EXERCISE DETAILS:
Transcribe the text lines of every item below word for word, leaving out the pictures.
# start of DATA TO PROCESS
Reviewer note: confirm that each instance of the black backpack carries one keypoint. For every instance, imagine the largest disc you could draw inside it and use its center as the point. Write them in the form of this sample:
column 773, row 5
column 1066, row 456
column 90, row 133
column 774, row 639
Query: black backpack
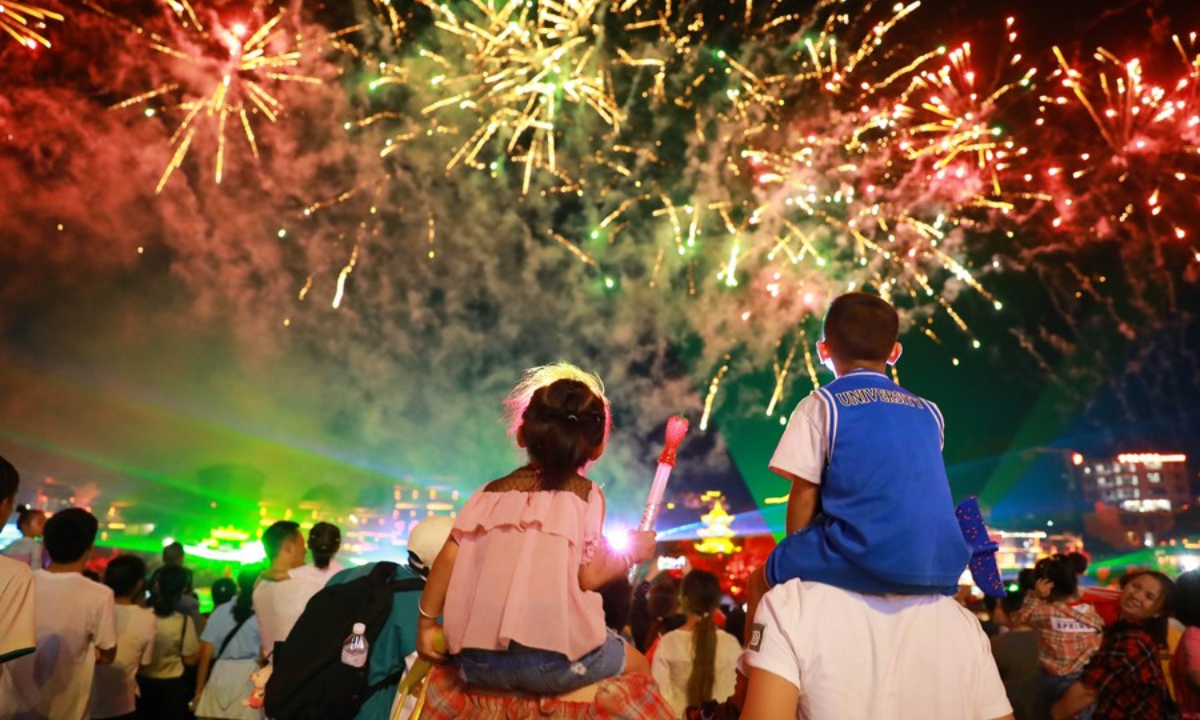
column 310, row 681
# end of DATA TO PROCESS
EXERCISE SOLUTION:
Reviewer note: confirm that each instance of the black backpack carries one keypoint. For every instance, imagine the largest disc you could draw inside it and use its center as the point. Write them in the form of this sample:
column 773, row 5
column 1066, row 456
column 90, row 133
column 774, row 639
Query: black backpack
column 310, row 681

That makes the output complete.